- REQUIRED ACTIONS -
a. Condense the paragraph in the crafts interview that begins "I learned patchwork when I was still in high school" into a short bulleted list that keeps its main facts.
b. Carry on the crafts interview from the point where it stops.

- SELECTION -
========================================================================
María Felisa Méndez Rastrojo arrived in Fuerteventura with the 21st century – as the island entered the new millennium. The retired teacher from Madrid, a soul full of energy and positive spirit, settled in Antigua to make handmade crafts as an artisan, with the sole motivation being her passion for doing things well. Her patchwork and crochet creations demonstrate how well she masters those skills and from the way she talks, it becomes apparent how committed she is to Fuerteventura and her craft.

How did you get into patchwork and almazuela?

Well! I began… I made my first crochet cloth at three years old, because my mother taught me. I’d been a high school teacher all my life, then I retired and came to live in Fuerteventura. And someone said, “why not apply for the artisan’s licence card?” after I’d started making these things.

I learned patchwork when I was still in high school – in reality what I do with my creations is called almazuelas. That’s the traditional name for the craft. It is a little different from patchwork. Twenty years or so ago I found out that, at a senior centre in Logroño, where I worked, some old ladies were going to give a course, because they didn’t want this craft to be lost. And there were very few places available. I went and asked about it, and mentioned I was interested. They taught me for the whole course. It was an unforgettable year, also because of everything I experienced there. I then found out that there was a shop that sold fabric for it, when I was starting to understand patchwork better. The owner was a friend of mine, and I also learned what patchwork really is.
========================================================================
- DATASET ROWS -
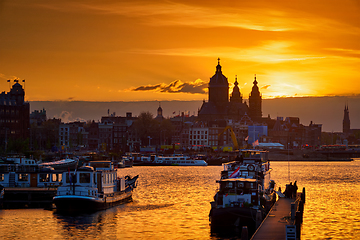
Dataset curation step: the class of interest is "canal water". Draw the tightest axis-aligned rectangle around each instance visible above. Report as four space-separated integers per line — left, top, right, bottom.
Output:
0 159 360 239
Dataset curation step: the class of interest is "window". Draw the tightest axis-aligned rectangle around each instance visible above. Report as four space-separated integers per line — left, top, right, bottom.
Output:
52 173 62 182
18 173 29 182
39 173 50 182
79 173 90 183
66 173 77 183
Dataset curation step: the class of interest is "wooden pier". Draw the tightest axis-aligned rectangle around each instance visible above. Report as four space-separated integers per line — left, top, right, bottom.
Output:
251 188 305 240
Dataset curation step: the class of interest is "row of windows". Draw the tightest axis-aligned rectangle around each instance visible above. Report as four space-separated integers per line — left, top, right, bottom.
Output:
190 135 207 139
190 131 207 135
0 109 19 115
190 140 207 145
0 119 19 123
0 173 62 182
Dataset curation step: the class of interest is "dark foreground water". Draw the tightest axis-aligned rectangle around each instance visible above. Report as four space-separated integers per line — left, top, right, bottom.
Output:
0 159 360 239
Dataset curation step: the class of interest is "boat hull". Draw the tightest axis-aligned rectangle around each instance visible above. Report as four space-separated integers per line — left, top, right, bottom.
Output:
53 191 132 213
209 207 264 232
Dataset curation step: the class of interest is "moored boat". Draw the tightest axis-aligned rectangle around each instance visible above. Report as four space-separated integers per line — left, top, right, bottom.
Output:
39 158 78 171
54 161 138 213
134 154 208 166
209 150 276 232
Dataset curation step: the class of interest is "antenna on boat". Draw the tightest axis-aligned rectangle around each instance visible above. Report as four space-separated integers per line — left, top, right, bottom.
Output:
288 143 290 182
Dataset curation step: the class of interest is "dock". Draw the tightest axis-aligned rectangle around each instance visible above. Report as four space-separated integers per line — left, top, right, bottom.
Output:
2 187 56 208
251 188 305 240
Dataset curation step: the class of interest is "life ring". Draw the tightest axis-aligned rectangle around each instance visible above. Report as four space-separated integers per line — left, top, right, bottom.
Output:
247 164 255 171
========================================================================
- WRITTEN RESPONSES -
a.
- She learned patchwork in high school.
- Her creations are called almazuelas, the traditional name for the craft, which is a little different from patchwork.
- About twenty years ago, at a senior centre in Logroño, where she worked, some old ladies were going to give a course so the craft would not be lost.
- Places were very few, but she asked about it, said she was interested, and was taught for the whole course.
- It was an unforgettable year, partly because of everything she experienced there.
- Later she learned of a shop that sold fabric for the craft. Its owner was a friend, and through it she also learned what patchwork really is.

b.
As an almazuela, patchwork or crochet artisan, what takes up most of your time?

Right now, I’m into making crochet stuffed toys – amigurumis, they’re called. Dolls made with crochet wool yarn. This is something I learned on my own. I saw a girl at one of the fairs with this, it caught my attention and I said to myself, “I have to learn that”. The first ones turned out badly but now they turn out wonderfully. Spiderman, Batman, PAW Patrol – whatever the trend is, starting with those my granddaughter asks for. The ones I’ve received most orders for have been unicorns, which are tremendously successful. But I’ve also made Master Yoda. Well, Baby Yoda really. And I’ve made Peppa Pig, SpongeBob, Squidward and Patrick.

María Felisa has managed to connect handicrafts with digital culture: “What I’m asked for most are crochet Among Us dolls”

What is the most unique thing you have been asked to make in crochet or patchwork?

Oh, I’ve had some very strange orders. For example, Among Us (the characters of a popular mobile game). I had no idea what that was but, of course, I can always ask my granddaughter. My daughter explained it to me quickly. That might be what I’ve made the most of. The same happened to me with the Minions – I had a large number of orders for them. I also make key rings, larger dolls, smaller dolls, I make headbands, refrigerator magnets – whatever people need!

What is your main motivation for doing all this work?

For me this is not a business. I’m retired, I have my pension. It’s a hobby more than anything else. I charge for the materials, but little more. But I don’t have much more time – my husband tells me I work more now that when I was a teacher and I had to mark exams. But this is more fun than marking exams.

How was your career as a teacher?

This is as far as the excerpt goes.